Look below for the line with "bush, one per animal or object that matches.", and from there restate every line word for word until the entries end.

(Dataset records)
------------------------------------------------------------

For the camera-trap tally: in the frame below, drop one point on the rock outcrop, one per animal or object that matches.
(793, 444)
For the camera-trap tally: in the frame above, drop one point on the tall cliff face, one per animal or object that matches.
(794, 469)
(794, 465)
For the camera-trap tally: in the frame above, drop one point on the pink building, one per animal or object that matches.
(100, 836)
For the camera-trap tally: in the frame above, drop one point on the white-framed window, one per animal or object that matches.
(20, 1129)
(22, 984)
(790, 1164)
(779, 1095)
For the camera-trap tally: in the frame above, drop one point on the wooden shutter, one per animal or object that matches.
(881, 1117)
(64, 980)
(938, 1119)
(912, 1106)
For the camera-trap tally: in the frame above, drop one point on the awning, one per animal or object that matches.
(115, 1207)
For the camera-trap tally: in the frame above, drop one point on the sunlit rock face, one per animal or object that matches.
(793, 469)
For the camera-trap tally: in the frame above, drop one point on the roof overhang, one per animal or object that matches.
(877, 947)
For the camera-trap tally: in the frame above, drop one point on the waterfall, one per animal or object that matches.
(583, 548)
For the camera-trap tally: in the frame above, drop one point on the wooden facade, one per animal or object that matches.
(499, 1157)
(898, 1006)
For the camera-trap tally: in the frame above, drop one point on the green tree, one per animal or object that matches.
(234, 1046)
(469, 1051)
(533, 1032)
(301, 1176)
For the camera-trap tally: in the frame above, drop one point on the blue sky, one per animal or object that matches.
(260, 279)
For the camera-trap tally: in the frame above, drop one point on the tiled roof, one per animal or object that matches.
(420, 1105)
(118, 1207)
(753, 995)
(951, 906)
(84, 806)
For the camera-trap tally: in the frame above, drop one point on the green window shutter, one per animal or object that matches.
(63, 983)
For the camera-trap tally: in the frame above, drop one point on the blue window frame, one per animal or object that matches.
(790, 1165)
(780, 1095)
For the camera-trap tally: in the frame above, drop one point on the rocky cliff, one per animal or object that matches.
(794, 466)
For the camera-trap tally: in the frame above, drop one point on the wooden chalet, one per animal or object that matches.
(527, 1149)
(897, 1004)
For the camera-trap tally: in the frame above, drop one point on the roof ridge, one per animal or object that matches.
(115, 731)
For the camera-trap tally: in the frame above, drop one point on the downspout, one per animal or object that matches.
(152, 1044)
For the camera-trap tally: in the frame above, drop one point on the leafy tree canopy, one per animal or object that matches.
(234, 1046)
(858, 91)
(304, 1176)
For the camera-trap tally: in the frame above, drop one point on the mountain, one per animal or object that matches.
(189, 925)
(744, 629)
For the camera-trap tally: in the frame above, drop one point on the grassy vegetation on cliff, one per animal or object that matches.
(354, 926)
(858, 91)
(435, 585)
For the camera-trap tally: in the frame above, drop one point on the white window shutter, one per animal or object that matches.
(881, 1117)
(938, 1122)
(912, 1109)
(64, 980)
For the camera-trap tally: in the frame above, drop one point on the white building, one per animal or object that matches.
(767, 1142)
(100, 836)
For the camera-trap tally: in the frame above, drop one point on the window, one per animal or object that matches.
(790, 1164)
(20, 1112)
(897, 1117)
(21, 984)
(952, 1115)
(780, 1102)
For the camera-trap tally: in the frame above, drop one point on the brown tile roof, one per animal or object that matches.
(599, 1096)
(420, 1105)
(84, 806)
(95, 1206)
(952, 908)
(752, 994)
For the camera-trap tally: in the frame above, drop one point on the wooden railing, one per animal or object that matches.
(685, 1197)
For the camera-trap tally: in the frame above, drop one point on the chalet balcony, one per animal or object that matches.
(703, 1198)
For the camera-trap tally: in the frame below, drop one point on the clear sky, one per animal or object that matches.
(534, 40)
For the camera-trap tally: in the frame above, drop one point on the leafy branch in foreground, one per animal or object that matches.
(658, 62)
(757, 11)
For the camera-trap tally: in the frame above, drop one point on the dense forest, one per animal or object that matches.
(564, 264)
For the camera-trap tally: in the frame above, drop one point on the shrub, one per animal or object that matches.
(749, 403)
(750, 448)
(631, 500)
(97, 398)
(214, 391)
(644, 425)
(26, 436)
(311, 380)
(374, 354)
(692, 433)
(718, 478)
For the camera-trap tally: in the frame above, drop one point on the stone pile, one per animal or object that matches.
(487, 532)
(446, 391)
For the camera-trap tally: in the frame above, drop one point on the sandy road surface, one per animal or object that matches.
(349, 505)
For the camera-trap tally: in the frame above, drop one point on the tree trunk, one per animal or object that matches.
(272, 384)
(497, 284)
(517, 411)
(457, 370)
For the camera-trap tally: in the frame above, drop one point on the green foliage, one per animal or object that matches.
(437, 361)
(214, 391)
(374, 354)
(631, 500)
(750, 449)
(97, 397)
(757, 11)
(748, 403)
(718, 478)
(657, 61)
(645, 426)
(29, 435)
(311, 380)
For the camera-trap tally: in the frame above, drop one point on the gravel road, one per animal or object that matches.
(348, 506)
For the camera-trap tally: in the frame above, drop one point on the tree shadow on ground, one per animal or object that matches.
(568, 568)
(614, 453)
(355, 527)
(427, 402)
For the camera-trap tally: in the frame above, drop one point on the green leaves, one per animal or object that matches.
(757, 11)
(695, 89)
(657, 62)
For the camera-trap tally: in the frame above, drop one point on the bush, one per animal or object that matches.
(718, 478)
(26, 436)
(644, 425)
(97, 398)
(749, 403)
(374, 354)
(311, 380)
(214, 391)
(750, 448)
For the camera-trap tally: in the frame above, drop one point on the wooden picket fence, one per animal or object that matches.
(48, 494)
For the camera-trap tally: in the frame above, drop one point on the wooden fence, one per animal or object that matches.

------------------------------------------------------------

:: SOLUTION ::
For the camera-trap tally: in the frame above, drop one point on the bush, one per animal or object that matches.
(718, 478)
(26, 436)
(644, 425)
(97, 398)
(749, 403)
(374, 354)
(311, 380)
(214, 391)
(750, 448)
For the camera-trap tally: in the frame above, drop one point on the wooden picket fence, one per animal or object that matches.
(48, 494)
For the camera-trap tally: in the frame above, drop one point on the wooden fence, one per animal or object that matches.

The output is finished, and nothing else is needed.